Copy the rows from the line containing "Target: concrete driveway" through the line containing "(1292, 719)", substituting "bush" for every "shrub" and leaving everything else unchanged.

━━━━━━

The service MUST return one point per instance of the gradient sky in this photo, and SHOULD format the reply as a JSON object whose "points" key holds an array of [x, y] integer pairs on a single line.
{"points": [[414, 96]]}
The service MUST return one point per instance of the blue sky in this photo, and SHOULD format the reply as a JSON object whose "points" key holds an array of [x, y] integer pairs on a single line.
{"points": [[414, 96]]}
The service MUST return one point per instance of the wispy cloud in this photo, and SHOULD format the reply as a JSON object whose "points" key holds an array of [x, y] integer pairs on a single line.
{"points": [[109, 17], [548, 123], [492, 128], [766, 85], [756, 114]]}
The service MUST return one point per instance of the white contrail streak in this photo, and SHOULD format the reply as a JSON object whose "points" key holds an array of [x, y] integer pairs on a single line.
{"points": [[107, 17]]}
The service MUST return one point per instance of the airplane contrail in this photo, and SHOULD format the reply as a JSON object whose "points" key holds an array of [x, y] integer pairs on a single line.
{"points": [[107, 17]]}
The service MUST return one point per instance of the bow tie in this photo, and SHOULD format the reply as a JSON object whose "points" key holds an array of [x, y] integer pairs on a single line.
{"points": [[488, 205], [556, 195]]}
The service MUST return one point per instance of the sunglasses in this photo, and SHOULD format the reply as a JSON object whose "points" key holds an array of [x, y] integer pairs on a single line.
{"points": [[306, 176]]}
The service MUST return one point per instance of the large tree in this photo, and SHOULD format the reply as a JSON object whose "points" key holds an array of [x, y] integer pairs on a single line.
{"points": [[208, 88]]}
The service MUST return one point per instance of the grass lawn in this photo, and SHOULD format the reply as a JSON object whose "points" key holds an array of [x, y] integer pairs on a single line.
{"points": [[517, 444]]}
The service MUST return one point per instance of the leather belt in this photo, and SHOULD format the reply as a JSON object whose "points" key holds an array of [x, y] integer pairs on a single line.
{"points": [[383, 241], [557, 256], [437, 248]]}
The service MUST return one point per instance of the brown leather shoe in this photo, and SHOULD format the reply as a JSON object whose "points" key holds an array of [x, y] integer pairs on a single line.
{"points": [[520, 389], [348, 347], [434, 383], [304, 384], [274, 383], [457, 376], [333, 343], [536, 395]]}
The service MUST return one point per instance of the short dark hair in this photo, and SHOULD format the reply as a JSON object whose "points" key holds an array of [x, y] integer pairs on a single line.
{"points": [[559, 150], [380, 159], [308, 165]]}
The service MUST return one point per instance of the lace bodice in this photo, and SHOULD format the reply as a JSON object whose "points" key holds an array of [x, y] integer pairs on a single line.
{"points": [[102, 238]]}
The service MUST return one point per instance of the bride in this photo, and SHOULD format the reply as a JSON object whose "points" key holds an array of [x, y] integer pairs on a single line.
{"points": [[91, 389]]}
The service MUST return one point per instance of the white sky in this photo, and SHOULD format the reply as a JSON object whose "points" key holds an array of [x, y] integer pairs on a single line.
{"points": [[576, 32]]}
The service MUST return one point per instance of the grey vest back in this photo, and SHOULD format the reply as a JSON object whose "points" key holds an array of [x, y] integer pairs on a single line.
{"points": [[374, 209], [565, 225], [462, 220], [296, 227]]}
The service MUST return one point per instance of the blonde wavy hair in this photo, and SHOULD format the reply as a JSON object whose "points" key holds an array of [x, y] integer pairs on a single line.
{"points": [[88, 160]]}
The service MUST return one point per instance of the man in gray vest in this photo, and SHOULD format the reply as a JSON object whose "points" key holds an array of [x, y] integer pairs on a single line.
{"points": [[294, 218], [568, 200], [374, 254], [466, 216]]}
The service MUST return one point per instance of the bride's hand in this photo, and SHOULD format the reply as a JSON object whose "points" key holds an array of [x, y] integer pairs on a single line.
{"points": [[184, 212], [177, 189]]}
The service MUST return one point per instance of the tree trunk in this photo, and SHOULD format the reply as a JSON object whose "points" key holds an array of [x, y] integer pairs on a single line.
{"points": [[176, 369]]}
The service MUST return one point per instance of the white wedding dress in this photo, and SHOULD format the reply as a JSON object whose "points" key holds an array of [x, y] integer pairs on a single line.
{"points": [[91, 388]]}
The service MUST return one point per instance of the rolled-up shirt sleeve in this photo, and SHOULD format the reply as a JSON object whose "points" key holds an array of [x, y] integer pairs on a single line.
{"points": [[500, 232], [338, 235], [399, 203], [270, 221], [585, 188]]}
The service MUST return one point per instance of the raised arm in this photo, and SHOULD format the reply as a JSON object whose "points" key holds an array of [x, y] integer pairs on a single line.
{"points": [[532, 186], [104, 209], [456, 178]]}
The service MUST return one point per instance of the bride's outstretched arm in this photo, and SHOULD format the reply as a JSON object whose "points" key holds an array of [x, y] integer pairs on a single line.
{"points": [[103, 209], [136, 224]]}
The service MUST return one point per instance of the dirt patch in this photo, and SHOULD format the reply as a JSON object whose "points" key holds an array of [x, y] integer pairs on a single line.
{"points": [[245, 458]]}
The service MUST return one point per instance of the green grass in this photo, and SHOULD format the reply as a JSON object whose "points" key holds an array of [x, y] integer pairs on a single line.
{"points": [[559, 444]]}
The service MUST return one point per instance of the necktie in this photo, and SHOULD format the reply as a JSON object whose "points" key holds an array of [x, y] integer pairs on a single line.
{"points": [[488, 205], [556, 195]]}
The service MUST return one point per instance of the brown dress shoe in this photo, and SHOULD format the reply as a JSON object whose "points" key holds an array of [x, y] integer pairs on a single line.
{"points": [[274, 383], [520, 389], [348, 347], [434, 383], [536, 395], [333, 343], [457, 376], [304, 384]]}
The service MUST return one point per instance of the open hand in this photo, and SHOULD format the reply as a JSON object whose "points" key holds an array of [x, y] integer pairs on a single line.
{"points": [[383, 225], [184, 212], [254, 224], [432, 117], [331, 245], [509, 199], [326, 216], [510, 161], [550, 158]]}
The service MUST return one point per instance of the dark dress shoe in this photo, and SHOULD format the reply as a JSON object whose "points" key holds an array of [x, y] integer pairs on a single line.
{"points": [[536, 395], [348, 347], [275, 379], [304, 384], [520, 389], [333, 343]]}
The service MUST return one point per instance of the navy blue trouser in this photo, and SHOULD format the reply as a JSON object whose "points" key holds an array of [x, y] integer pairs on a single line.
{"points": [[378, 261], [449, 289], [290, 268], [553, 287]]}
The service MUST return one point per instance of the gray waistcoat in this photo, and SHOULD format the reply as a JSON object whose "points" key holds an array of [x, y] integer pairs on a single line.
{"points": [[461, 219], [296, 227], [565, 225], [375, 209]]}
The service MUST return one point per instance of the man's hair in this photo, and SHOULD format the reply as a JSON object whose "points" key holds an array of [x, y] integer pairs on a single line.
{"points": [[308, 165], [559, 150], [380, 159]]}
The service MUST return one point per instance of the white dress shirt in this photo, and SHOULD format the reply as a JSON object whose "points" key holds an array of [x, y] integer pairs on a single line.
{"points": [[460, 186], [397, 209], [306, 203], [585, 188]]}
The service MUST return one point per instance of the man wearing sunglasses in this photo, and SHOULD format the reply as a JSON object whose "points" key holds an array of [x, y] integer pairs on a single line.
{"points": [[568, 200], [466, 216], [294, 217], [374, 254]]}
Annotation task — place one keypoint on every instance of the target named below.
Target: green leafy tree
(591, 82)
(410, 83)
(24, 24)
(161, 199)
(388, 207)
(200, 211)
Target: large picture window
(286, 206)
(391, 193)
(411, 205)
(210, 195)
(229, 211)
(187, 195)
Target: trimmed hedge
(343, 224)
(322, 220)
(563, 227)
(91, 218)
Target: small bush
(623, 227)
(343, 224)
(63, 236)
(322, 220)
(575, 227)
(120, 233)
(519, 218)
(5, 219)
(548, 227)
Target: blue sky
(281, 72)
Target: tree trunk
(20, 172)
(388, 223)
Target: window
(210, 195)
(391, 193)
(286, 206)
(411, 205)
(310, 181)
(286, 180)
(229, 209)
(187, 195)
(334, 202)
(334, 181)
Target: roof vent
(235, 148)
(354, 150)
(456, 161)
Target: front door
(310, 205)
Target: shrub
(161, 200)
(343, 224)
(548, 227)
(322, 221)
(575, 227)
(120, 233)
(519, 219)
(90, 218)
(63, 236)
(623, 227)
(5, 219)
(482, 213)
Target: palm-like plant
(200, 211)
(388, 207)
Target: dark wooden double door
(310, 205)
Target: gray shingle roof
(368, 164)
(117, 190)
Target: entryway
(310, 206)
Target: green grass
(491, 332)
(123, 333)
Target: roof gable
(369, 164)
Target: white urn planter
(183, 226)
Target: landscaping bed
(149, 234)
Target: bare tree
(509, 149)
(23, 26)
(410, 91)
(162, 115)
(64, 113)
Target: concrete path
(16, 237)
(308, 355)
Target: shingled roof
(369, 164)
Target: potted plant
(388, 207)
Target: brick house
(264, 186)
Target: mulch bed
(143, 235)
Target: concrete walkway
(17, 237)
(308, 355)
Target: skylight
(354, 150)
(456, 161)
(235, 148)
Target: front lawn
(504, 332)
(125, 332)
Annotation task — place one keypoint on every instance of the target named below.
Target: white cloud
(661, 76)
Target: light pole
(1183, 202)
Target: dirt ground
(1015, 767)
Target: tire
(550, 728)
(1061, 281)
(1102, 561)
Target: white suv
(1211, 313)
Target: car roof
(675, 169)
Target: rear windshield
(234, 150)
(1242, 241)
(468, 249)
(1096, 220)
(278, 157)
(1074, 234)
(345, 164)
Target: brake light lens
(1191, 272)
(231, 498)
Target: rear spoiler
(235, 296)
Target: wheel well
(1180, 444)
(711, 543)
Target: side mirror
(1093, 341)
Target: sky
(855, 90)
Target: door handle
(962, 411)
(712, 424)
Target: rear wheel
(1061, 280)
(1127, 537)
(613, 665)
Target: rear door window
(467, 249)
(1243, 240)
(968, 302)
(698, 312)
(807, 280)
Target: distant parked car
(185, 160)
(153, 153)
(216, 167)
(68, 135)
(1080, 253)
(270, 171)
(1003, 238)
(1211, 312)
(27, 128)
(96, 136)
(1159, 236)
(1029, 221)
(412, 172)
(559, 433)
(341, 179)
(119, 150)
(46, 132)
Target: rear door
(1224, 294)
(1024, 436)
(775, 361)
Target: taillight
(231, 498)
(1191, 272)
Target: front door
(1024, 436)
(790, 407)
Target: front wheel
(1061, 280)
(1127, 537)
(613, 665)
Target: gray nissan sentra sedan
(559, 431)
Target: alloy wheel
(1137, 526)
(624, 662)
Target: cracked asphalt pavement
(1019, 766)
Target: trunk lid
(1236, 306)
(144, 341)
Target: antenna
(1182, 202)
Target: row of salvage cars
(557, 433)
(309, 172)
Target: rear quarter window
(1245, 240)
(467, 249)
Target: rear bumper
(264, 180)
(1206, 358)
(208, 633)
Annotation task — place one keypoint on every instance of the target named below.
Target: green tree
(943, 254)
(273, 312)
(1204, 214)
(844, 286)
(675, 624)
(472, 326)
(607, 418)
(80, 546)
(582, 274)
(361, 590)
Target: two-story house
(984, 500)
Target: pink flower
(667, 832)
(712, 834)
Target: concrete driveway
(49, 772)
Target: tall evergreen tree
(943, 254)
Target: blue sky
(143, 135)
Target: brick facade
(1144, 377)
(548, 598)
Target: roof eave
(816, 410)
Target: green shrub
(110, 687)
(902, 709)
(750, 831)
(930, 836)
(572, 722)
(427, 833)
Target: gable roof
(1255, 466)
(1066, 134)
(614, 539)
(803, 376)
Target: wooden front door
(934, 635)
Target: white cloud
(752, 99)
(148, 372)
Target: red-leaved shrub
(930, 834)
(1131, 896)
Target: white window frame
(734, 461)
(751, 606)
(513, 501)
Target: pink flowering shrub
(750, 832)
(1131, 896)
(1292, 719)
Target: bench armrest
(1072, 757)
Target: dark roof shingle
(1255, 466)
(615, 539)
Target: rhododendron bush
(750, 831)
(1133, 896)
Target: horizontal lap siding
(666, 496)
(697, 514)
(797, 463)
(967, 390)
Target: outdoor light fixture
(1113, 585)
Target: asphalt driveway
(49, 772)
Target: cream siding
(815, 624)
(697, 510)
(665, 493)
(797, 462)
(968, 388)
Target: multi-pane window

━━━━━━

*THE RESPONSE*
Target: concrete driveway
(49, 772)
Target: tall evergreen tree
(943, 254)
Target: blue sky
(143, 135)
Target: brick facade
(1144, 377)
(548, 598)
Target: roof eave
(816, 410)
Target: green bush
(110, 687)
(902, 709)
(750, 831)
(930, 836)
(572, 722)
(427, 833)
Target: gable roof
(1255, 466)
(1066, 134)
(614, 539)
(803, 376)
Target: wooden front door
(934, 635)
Target: white cloud
(752, 99)
(148, 372)
Target: red-leaved bush
(930, 834)
(1131, 896)
Target: white window frame
(734, 461)
(751, 606)
(513, 501)
Target: pink flowering bush
(750, 832)
(1131, 896)
(1292, 719)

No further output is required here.